▸ EXERCISE DESCRIPTION:
Set down exactly the lines running from the one with "each dark eyespot" to the last line of the listing below, both included, and skip every picture.

▸ DATA TO USE:
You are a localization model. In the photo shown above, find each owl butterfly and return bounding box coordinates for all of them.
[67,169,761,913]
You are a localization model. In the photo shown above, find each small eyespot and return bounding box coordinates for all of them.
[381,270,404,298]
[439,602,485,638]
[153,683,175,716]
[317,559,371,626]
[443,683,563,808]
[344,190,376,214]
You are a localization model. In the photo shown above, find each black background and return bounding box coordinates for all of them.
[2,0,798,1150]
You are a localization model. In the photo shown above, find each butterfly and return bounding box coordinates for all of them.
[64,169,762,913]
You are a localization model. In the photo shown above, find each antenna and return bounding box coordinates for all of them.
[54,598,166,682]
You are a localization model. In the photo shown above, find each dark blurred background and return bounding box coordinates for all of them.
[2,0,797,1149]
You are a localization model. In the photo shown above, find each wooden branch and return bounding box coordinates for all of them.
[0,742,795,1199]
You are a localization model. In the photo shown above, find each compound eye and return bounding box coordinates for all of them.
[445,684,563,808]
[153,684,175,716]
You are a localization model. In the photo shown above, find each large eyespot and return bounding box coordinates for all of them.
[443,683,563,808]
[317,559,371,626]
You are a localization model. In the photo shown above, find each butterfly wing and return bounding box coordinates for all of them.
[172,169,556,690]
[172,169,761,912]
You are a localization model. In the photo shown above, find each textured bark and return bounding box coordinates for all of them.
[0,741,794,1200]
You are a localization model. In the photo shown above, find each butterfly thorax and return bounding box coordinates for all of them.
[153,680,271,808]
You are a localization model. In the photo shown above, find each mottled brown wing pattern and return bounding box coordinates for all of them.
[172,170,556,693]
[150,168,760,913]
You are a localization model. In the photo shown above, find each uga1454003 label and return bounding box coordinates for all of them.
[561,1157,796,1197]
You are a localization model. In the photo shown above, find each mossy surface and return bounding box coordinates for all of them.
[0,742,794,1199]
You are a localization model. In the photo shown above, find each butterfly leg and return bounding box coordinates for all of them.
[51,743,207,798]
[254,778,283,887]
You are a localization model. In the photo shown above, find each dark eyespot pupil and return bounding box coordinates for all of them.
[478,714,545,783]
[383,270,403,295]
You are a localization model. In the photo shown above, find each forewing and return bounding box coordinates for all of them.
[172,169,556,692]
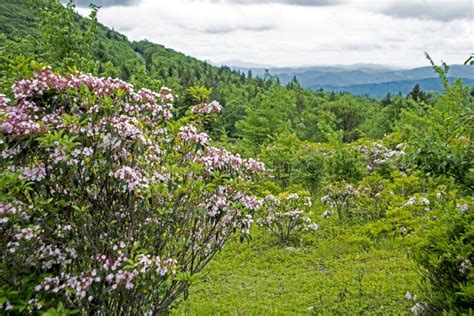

▸ WRITTEN SOLUTION:
You are a localization model. In the photo shown above, find each dark eyespot pupil and return bounding box coordinates for all of them.
[478,714,545,783]
[383,270,403,295]
You are a localization model. In the photo shown above, find each forewing and return bounding box coordinates for all of them.
[172,169,556,692]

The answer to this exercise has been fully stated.